───── 与えられた記録
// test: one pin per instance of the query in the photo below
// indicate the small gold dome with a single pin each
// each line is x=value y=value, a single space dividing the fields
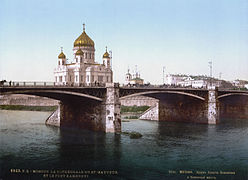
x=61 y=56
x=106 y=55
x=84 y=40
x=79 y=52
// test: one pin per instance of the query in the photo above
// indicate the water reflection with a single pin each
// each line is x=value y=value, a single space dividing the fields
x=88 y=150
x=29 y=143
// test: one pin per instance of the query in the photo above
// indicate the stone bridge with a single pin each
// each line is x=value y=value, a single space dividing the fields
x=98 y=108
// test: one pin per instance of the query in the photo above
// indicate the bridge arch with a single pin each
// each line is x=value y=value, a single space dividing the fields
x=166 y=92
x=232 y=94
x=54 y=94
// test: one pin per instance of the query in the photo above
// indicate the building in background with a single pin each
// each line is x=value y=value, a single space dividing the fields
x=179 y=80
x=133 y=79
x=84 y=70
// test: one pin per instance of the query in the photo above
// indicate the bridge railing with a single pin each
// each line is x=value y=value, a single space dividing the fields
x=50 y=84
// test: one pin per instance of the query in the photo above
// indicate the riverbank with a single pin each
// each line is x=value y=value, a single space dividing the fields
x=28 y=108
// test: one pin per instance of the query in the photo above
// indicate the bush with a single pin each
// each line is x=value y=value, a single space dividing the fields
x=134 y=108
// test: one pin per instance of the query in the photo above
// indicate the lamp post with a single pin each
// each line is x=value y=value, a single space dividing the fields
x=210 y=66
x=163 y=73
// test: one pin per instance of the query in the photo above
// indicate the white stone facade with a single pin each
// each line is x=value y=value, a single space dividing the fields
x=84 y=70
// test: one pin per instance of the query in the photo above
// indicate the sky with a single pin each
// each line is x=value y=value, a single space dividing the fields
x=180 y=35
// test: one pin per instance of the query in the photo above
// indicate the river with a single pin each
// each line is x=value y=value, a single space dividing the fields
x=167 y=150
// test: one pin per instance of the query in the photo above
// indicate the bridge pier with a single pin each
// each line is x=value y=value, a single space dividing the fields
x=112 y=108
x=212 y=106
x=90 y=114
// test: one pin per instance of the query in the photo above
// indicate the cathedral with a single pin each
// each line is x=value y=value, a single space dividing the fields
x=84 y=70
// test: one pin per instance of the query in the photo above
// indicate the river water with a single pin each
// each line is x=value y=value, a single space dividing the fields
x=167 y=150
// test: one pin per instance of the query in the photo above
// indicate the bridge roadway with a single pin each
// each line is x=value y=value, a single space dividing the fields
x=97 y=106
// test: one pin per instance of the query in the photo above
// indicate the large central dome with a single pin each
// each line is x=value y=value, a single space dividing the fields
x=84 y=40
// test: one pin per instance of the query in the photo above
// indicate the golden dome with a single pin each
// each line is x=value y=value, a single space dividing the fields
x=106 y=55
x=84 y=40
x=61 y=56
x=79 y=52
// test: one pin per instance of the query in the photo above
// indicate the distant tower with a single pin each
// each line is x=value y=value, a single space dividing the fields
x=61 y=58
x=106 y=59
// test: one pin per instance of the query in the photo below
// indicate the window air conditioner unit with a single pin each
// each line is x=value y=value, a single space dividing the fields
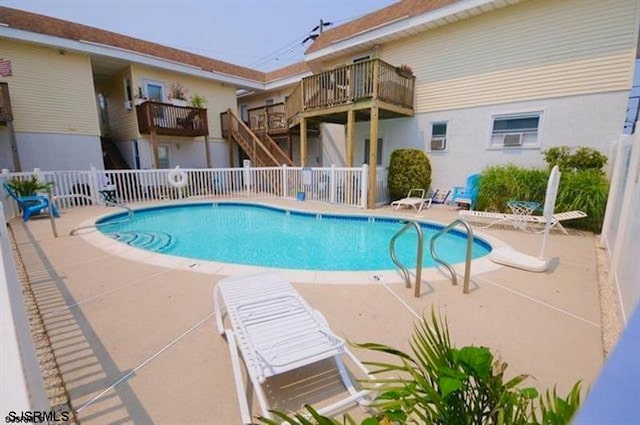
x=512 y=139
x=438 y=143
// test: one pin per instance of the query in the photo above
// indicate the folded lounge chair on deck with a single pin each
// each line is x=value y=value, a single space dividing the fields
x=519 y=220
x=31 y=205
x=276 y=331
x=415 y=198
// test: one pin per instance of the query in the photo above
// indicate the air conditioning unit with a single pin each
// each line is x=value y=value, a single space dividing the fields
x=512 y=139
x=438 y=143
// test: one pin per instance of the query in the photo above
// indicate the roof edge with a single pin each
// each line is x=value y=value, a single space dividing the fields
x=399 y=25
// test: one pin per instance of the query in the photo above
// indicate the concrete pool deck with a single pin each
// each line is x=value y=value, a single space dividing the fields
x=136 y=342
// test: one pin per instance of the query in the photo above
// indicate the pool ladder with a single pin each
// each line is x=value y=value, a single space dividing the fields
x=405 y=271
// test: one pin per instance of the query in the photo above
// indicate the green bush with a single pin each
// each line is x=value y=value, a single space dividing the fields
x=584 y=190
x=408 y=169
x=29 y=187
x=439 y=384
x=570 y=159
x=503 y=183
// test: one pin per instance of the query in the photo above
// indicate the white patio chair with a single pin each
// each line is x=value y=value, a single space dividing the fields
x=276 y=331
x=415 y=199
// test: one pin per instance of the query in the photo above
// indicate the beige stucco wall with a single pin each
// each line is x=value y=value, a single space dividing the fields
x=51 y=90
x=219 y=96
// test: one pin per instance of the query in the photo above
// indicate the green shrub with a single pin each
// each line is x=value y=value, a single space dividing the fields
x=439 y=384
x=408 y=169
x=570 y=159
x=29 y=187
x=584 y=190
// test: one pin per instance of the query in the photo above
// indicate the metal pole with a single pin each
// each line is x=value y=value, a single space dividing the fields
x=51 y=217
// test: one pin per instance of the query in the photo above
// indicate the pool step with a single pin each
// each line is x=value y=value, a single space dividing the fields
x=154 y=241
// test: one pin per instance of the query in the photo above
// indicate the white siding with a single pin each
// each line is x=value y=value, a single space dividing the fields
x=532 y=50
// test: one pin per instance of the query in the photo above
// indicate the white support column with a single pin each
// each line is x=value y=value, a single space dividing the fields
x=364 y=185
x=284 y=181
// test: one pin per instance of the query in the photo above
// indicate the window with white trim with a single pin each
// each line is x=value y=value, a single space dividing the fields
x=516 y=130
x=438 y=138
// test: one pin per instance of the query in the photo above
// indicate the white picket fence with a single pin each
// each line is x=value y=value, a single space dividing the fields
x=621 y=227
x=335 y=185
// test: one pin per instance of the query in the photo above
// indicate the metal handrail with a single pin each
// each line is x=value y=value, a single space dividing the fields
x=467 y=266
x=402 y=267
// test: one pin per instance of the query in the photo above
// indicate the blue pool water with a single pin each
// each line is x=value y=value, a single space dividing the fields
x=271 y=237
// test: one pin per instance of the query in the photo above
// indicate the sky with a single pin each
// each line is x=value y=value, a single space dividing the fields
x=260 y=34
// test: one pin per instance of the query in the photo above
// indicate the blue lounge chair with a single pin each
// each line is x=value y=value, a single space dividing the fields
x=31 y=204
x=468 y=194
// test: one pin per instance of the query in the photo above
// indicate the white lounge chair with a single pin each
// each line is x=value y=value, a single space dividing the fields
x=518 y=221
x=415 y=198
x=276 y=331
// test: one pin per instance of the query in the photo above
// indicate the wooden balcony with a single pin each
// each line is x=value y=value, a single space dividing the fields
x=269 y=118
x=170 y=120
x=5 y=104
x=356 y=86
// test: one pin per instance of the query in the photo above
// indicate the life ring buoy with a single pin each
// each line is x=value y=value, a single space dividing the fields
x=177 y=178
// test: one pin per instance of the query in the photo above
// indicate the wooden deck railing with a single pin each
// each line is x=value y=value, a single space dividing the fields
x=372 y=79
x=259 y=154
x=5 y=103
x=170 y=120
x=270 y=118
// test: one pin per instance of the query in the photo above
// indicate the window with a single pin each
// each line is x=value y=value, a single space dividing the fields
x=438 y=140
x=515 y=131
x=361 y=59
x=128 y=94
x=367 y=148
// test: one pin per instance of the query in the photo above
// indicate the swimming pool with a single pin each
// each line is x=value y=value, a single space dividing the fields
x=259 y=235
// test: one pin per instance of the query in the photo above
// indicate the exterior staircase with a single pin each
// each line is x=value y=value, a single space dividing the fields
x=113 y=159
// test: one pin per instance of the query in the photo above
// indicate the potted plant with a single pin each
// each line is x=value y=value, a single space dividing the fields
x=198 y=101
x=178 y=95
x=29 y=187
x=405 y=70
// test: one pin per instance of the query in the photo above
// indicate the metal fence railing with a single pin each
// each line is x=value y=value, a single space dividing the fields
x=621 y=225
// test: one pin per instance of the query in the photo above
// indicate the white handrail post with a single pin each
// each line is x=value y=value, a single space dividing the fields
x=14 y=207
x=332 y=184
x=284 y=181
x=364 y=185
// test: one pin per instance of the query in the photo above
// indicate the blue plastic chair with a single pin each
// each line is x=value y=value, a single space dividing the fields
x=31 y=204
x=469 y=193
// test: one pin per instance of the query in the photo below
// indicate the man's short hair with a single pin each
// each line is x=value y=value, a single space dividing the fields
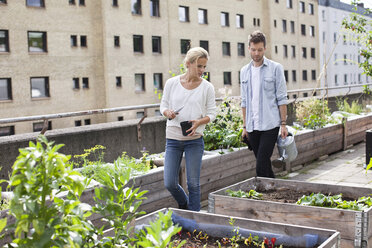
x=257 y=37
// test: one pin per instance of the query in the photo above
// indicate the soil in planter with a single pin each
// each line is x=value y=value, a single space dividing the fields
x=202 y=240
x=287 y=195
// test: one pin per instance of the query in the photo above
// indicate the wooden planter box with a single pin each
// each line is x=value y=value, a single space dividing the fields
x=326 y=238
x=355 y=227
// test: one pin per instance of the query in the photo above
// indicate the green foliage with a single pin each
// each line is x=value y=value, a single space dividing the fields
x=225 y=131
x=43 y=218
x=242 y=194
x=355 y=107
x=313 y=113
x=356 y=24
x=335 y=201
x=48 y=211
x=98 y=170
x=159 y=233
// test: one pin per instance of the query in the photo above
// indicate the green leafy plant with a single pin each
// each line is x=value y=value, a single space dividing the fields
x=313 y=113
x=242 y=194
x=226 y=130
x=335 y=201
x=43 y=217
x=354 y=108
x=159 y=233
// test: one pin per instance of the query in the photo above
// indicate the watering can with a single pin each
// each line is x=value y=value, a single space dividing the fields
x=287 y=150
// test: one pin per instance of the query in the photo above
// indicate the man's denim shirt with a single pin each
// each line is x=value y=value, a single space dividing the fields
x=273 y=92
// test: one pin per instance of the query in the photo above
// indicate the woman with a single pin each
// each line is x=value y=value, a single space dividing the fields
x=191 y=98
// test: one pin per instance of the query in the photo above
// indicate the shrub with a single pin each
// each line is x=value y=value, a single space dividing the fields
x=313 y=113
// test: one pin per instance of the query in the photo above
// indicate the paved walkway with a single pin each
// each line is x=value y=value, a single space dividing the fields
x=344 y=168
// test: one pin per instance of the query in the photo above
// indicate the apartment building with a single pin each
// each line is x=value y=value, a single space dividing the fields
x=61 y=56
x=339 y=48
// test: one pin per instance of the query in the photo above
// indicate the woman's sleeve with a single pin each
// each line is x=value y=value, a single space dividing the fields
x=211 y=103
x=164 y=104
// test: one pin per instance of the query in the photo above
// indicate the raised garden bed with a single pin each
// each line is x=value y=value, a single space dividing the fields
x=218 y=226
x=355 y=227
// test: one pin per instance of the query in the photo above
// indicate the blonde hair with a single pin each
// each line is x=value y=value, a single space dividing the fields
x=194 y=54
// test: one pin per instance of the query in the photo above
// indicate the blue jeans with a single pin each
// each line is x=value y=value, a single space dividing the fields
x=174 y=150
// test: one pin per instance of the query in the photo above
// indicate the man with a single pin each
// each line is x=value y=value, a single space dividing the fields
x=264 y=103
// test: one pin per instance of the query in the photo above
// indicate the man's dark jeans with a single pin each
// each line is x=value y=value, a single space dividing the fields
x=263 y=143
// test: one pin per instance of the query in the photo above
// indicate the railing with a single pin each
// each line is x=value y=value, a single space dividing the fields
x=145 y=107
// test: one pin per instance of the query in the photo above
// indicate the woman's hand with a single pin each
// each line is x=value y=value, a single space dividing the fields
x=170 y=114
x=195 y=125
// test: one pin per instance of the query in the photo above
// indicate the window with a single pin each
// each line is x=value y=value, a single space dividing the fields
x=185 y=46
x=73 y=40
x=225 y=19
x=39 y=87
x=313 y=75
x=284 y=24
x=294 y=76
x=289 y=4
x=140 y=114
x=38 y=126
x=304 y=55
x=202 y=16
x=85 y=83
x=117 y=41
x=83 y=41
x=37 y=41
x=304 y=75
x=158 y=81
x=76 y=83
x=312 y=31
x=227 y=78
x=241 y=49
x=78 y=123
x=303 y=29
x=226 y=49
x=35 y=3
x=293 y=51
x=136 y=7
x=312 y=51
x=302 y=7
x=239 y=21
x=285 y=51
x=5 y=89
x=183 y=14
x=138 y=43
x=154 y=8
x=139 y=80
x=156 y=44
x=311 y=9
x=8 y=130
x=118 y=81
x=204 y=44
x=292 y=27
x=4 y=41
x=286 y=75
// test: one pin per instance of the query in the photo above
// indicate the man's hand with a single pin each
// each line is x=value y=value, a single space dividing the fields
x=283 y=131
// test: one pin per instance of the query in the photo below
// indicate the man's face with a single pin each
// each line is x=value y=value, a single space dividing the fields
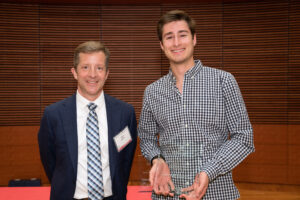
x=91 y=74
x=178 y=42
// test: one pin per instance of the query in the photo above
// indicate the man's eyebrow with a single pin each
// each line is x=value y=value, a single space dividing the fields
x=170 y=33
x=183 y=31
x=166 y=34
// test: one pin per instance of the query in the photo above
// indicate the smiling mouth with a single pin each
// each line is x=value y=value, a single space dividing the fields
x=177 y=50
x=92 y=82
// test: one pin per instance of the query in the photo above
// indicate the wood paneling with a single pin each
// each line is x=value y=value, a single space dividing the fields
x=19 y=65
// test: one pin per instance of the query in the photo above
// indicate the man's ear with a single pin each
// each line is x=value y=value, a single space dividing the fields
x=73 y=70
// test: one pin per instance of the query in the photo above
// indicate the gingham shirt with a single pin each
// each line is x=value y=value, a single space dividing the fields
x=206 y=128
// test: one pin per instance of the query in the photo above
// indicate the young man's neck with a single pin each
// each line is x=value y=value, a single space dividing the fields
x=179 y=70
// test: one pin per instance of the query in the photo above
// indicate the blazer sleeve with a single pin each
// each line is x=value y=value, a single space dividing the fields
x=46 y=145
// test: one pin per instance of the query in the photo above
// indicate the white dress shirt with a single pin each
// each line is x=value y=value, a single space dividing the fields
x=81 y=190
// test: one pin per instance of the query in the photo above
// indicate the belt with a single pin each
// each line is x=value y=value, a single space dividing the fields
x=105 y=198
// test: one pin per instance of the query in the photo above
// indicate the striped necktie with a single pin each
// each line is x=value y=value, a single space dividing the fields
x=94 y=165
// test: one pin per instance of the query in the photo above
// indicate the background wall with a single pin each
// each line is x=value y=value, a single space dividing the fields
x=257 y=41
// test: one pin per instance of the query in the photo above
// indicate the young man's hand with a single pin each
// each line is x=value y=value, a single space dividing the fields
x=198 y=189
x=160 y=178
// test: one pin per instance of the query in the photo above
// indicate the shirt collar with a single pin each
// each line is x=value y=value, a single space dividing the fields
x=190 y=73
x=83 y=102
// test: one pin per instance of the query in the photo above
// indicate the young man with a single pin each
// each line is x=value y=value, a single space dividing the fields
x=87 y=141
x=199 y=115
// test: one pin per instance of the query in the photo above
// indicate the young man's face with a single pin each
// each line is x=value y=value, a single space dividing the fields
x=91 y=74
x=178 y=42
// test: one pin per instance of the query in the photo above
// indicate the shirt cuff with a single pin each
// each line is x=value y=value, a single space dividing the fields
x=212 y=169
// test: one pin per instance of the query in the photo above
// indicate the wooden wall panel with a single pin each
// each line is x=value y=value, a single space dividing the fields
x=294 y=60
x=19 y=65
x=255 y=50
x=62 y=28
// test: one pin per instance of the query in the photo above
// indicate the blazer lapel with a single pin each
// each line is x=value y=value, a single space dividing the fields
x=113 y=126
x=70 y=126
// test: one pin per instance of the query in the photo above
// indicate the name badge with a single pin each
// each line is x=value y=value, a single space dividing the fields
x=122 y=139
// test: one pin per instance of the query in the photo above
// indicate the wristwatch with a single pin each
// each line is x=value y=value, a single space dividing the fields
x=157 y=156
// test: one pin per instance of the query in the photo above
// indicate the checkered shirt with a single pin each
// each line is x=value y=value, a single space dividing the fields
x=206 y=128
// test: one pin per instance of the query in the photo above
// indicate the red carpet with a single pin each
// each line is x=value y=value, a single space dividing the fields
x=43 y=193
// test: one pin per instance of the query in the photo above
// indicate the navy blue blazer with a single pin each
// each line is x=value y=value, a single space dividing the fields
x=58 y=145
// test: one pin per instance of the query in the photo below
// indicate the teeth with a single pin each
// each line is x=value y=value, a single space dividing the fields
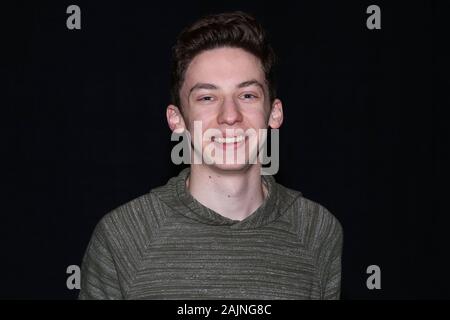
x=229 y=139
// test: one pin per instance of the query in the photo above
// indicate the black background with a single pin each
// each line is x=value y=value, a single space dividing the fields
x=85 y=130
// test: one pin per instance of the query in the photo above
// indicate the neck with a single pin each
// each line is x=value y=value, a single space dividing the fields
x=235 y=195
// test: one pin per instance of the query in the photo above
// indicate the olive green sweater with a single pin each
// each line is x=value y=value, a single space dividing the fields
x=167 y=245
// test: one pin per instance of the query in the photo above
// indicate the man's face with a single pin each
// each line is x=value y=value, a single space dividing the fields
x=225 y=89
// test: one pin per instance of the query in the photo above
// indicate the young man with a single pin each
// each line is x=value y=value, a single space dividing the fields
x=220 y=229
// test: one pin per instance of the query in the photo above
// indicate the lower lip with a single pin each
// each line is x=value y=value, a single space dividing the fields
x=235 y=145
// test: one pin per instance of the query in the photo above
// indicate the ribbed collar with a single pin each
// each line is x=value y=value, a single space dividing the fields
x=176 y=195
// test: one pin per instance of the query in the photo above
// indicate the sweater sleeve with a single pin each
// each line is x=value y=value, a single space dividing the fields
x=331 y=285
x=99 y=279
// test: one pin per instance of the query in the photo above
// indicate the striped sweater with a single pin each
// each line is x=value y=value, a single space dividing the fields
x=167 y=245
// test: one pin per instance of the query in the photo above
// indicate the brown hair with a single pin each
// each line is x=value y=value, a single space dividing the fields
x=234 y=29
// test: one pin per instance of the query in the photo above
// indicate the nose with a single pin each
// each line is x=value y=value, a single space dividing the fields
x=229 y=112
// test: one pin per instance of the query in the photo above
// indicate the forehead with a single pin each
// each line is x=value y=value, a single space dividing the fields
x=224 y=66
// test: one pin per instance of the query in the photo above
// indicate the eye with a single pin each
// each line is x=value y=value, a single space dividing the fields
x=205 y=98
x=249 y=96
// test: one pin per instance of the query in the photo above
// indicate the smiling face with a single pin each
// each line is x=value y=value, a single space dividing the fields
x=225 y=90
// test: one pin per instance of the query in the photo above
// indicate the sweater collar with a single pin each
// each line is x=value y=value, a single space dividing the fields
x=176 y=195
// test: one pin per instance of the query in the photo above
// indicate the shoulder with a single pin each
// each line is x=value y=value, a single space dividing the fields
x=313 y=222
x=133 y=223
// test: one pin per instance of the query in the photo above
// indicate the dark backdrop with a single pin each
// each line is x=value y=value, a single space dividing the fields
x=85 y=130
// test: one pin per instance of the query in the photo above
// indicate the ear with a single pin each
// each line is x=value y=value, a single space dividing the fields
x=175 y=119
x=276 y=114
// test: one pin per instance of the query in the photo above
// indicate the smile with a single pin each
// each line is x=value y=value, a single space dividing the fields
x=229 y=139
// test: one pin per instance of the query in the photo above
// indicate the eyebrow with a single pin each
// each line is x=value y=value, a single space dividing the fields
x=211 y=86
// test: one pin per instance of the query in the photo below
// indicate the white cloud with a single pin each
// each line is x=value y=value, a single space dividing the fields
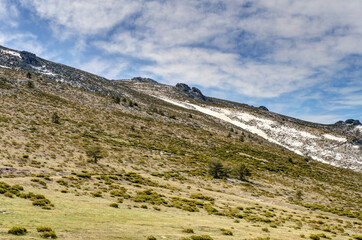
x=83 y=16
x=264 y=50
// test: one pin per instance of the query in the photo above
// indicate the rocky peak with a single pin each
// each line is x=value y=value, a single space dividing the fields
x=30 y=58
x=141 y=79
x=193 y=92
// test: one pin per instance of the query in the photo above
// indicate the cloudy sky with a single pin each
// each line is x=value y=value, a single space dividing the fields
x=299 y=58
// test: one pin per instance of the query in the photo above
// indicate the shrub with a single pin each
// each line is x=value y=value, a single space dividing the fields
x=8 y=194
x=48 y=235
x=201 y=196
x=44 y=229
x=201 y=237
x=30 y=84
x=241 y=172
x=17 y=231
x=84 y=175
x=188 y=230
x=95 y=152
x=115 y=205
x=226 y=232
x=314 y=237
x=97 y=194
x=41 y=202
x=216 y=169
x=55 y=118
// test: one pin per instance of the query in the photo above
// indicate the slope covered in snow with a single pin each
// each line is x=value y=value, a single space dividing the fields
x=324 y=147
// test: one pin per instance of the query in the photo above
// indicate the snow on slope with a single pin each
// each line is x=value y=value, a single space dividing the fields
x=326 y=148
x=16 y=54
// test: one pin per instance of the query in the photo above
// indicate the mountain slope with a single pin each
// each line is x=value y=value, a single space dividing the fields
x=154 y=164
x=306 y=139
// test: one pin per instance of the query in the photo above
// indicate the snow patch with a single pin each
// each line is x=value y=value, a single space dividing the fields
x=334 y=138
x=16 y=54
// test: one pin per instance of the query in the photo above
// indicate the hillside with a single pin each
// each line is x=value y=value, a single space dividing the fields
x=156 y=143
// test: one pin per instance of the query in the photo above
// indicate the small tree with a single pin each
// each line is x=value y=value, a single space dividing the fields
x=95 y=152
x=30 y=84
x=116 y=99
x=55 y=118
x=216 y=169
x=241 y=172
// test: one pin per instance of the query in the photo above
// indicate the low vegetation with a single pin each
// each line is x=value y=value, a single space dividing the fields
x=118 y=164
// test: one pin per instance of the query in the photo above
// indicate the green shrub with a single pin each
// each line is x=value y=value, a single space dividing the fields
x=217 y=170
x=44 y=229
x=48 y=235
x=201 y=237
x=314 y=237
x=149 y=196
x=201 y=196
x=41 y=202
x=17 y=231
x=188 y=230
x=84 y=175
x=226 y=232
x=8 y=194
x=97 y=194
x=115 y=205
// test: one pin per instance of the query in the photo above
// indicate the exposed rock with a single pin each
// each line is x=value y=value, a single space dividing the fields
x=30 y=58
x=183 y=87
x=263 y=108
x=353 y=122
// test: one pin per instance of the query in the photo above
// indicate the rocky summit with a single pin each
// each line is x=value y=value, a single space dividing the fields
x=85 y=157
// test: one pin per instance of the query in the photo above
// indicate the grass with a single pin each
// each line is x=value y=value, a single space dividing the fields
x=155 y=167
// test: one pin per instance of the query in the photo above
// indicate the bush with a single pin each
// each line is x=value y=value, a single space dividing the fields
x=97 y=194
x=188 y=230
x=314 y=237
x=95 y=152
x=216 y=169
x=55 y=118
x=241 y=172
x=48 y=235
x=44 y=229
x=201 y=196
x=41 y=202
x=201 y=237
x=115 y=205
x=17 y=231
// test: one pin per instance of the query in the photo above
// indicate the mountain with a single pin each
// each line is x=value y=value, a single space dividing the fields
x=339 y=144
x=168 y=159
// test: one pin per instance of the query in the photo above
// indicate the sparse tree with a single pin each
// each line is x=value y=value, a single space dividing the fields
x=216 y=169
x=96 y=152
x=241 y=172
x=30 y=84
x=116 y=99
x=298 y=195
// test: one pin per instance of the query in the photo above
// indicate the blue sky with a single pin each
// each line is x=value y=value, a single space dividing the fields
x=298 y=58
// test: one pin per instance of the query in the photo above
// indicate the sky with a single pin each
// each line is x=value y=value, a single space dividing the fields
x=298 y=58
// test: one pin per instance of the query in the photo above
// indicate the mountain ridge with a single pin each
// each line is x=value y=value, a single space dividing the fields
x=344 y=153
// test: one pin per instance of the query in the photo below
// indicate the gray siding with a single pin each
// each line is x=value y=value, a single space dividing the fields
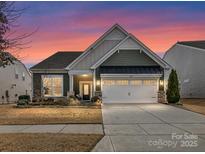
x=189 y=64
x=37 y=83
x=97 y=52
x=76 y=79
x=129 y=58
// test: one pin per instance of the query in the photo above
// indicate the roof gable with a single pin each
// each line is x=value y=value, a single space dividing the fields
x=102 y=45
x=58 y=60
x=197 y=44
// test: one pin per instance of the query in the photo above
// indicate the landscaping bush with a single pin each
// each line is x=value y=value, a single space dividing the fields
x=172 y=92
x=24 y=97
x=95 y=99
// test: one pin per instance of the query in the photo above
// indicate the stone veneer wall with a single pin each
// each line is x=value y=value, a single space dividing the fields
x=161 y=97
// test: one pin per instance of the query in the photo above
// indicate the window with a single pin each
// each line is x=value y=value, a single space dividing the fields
──────────
# [課題]
上の記録から「small」という語を含む行をすべて見つけ、一字も変えずに書き写しなさい。

# [期待される出力]
// indicate the small gold dome with a single pin each
// indicate the small tree with a single pin each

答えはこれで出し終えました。